Objectives –
a) Duplicate the passage of the D.I.E. Again summary starting at "D.I.E. Again - Death" and ending at "on his blog.".
b) According to the D.I.E. Again summary, why does the senior staff decide to bring D.I.E. back? Answer in one to three sentences.
c) In the D.I.E. Again summary, who heads the revived D.I.E.?

Text shown –
====================
D.I.E. Again - Death Investigation Extension II (Traditional Chinese: 古靈精探B) is a TVB modern comedy-action series. It stars Roger Kwok , Sonija Kwok , Nancy Wu , Edwin Siu , Derek Kok, Kwok Fung , Rain Lau , Mimi Lo, Kitty Yuen & Jess Shum.

The series is a sequel to D.I.E. (古靈精探) aired in 2008. Filming began in November as stated by Roger Kwok on his blog.

Synopsis
Although D.I.E had been dissolved and the officers returned to their previous departments, their odd habits continue to follow them, resulting in many troubles for the police force. The senior staff decide to bring the D.I.E back, this time headed by Lo Sir, Yue Sir's former supervisor. Yue Sir and Jing Jing have a baby boy and Jing jing returns to work after trying to be a housewife to no avail. Initially working with the homicide unit again, she is still always chasing Dai-Hau-Ying, and after several incidents is sent back to D.I.E. Ying seems to have become less evil than before, but Jing jing continues to attempt arrest, much to the chagrin of her supervisors.
====================
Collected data

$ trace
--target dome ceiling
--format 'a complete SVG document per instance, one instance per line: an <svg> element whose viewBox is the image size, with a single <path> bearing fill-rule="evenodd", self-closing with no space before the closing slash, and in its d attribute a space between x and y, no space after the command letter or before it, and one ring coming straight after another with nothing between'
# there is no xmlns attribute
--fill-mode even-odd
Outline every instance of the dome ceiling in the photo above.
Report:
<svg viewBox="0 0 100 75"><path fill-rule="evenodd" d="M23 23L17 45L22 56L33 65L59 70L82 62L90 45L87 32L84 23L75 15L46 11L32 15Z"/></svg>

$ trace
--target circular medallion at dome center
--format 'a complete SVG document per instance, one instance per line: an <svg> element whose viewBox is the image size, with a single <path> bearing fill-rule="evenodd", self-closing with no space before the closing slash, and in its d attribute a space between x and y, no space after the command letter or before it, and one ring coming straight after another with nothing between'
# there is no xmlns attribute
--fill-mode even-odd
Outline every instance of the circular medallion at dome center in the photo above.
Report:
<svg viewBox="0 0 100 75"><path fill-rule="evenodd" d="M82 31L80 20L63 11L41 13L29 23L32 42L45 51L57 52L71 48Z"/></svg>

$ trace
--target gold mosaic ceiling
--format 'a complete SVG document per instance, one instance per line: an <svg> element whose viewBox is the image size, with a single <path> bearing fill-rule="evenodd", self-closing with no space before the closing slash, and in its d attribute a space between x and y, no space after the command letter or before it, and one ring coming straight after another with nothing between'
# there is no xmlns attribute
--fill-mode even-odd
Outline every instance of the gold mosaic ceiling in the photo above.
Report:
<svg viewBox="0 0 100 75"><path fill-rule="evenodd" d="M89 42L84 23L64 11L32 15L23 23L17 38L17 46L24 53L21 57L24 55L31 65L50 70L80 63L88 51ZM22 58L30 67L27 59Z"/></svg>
====================
Per-task answers –
a)
D.I.E. Again - Death Investigation Extension II (Traditional Chinese: 古靈精探B) is a TVB modern comedy-action series. It stars Roger Kwok , Sonija Kwok , Nancy Wu , Edwin Siu , Derek Kok, Kwok Fung , Rain Lau , Mimi Lo, Kitty Yuen & Jess Shum.

The series is a sequel to D.I.E. (古靈精探) aired in 2008. Filming began in November as stated by Roger Kwok on his blog.

b) After D.I.E. was dissolved and its officers returned to their previous departments, their odd habits kept following them and caused many troubles for the police force. For that reason the senior staff brought the unit back.

c) Lo Sir, Yue Sir's former supervisor.